EXCERPT TO READ
★ ★ ★ ★

OpenAI’s cutting-edge language model, ChatGPT-4.0, has showcased remarkable potential in the field of clinical neurology by achieving an 85% correctness rate in a recent proof-of-concept study. The study, conducted by researchers from the University Hospital Heidelberg and the German Cancer Research Center, utilized questions from the American Board of Psychiatry and Neurology, along with some from the European Board for Neurology.
In this comparative study, the previous model, ChatGPT-3.5, scored 66.8%, correctly answering 1,306 out of 1,956 questions. In contrast, the more advanced ChatGPT-4.0 demonstrated a significant improvement with an 85% accuracy rate, answering 1,662 questions correctly. Notably, the average human score was 73.8%. Impressively, ChatGPT-4.0 outperformed human respondents in questions related to behavioral, cognitive, and psychological domains.
The research findings suggest that, with further refinements, large language models (LLMs) like ChatGPT could find substantial applications in clinical neurology. However, the study also highlighted areas of weakness in both models, particularly in tasks requiring “higher-order thinking” compared to those necessitating only “lower-order thinking.”
While the study positions LLMs as promising tools for documentation and decision-making support systems in neurology, the researchers emphasize caution. Dr. Varun Venkataramani, one of the authors, clarified that the study serves as a proof-of-concept, and significant development and fine-tuning are necessary to make LLMs suitable for practical application in clinical neurology.

★ ★ ★ ★

SUPPLIED INFORMATION
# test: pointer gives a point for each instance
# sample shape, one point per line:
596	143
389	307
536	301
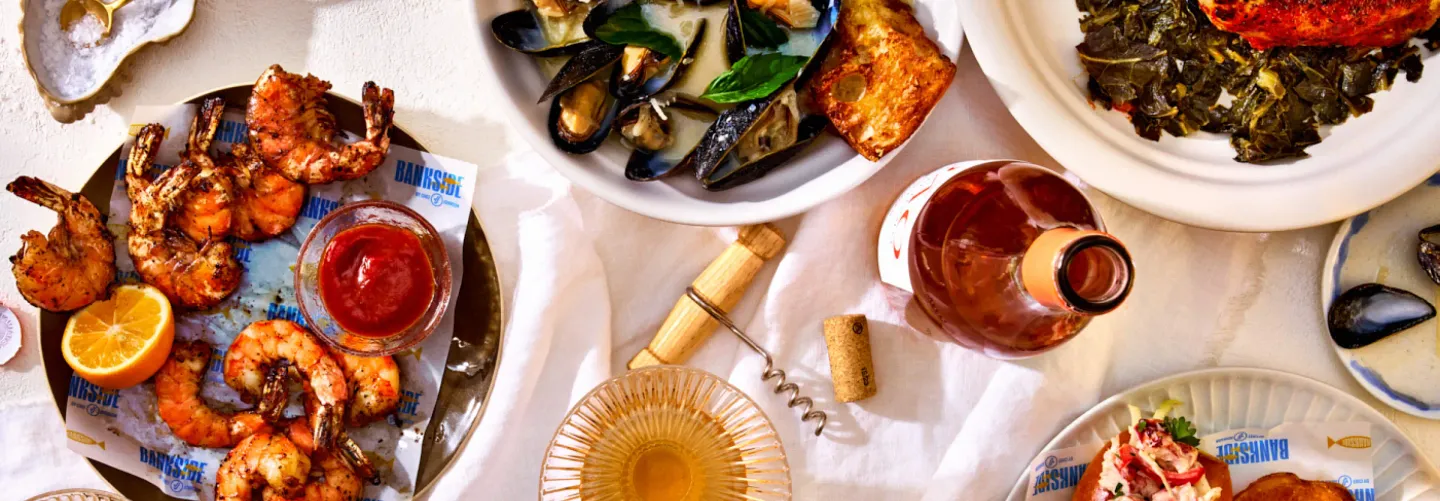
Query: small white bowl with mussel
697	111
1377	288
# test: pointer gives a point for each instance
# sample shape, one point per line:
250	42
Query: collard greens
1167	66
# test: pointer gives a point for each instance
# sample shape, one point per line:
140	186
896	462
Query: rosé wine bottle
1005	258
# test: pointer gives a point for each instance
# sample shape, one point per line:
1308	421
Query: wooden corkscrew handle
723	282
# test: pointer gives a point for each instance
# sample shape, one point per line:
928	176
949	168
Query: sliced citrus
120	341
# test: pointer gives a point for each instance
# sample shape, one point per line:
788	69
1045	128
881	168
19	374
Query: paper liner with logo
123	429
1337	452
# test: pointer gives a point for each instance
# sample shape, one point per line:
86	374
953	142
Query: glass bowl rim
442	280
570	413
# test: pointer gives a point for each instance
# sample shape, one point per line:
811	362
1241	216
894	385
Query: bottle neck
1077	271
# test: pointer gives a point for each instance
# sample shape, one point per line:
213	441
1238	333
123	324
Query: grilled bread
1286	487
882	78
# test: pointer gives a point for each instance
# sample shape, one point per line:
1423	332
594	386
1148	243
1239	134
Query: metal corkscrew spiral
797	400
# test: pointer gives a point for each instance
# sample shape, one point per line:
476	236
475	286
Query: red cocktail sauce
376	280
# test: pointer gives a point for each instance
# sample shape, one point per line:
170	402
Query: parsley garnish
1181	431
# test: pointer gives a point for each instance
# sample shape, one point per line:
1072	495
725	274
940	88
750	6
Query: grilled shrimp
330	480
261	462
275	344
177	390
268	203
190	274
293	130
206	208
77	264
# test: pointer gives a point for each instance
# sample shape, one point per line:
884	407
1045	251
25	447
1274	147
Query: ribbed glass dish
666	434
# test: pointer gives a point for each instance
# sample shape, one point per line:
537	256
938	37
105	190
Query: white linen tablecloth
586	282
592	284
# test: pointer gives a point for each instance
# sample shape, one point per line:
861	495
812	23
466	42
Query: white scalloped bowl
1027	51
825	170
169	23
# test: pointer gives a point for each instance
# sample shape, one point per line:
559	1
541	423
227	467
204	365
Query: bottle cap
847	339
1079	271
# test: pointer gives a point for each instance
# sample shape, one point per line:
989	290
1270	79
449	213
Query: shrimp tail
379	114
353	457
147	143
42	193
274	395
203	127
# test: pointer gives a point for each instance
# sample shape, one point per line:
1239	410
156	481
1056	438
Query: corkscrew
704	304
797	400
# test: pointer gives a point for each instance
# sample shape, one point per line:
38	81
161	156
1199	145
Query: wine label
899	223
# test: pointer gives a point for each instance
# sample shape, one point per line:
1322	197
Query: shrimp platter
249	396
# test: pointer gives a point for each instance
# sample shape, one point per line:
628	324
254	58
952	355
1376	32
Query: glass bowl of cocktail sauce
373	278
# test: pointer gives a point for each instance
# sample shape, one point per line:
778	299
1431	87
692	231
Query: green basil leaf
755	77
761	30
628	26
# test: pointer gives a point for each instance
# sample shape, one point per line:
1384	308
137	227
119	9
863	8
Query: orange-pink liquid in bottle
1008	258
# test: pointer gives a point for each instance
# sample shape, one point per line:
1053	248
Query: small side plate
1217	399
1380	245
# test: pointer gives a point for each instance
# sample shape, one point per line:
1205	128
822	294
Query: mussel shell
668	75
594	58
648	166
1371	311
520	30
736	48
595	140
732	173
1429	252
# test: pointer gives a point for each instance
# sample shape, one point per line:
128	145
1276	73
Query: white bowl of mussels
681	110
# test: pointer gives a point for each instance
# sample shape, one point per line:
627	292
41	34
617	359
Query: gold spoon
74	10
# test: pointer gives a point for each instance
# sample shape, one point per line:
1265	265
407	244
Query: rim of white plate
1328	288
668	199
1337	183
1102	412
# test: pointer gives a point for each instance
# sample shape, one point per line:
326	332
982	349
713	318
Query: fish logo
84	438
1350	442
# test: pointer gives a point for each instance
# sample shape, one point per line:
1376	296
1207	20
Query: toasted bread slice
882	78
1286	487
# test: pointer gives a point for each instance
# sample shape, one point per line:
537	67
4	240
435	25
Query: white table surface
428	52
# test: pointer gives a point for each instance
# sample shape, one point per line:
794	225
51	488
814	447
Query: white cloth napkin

★ ★ ★ ★

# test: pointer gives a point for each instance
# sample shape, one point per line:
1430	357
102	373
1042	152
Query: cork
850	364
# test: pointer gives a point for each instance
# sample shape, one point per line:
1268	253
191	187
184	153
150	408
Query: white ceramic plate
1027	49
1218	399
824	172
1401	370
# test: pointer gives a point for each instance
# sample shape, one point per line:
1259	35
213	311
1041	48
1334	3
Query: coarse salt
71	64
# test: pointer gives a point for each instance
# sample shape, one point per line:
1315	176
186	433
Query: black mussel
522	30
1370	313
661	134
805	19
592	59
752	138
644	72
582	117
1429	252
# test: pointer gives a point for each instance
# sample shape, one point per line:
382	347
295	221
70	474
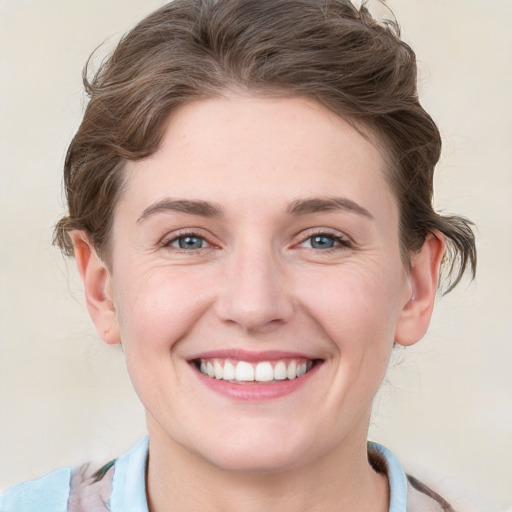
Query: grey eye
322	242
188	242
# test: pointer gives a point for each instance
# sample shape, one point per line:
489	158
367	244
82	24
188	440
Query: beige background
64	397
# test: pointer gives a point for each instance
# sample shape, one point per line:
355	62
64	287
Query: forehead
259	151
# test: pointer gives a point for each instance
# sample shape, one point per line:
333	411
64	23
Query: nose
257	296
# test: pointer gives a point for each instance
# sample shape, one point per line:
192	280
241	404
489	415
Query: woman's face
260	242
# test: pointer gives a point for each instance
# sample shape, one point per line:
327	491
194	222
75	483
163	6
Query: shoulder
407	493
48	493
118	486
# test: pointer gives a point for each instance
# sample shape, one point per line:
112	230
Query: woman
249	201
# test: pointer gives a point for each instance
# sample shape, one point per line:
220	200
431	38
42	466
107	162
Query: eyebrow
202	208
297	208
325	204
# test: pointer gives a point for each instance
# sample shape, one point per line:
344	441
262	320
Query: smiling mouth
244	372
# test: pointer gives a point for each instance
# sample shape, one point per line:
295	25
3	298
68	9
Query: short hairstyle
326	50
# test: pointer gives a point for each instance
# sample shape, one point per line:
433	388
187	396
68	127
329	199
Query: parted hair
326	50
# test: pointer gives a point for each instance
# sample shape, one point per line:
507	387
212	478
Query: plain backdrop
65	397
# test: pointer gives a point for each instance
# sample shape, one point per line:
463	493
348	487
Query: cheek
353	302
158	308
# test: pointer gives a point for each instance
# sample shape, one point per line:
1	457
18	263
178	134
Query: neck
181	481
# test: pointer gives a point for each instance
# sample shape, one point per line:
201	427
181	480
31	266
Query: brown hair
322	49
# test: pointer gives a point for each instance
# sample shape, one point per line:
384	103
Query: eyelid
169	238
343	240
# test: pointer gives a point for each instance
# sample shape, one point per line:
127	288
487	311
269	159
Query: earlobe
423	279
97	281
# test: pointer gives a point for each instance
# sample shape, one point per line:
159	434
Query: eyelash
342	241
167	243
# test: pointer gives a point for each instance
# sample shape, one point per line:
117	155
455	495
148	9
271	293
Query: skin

★ ★ ★ ★

ACTIVITY 1
Please duplicate the passage of the ChatGPT neurology article starting with "While the study" and going on through "application in clinical neurology.".
ACTIVITY 2
Decide whether each statement agrees with the ChatGPT neurology article, giving yes or no along with the deciding words quoted from it: (a) ChatGPT-3.5 answered 1,306 of 1,956 questions correctly; (b) the average human score was higher than ChatGPT-4.0's; (c) Dr. Varun Venkataramani described the models as ready for practical use in clinical neurology.
Use only the ChatGPT neurology article for this work.

TASK OUTPUT 1
While the study positions LLMs as promising tools for documentation and decision-making support systems in neurology, the researchers emphasize caution. Dr. Varun Venkataramani, one of the authors, clarified that the study serves as a proof-of-concept, and significant development and fine-tuning are necessary to make LLMs suitable for practical application in clinical neurology.

TASK OUTPUT 2
(a) Yes: "correctly answering 1,306 out of 1,956 questions."
(b) No: "ChatGPT-4.0 demonstrated a significant improvement with an 85% accuracy rate" and "the average human score was 73.8%."
(c) No: "the study serves as a proof-of-concept, and significant development and fine-tuning are necessary to make LLMs suitable for practical application in clinical neurology."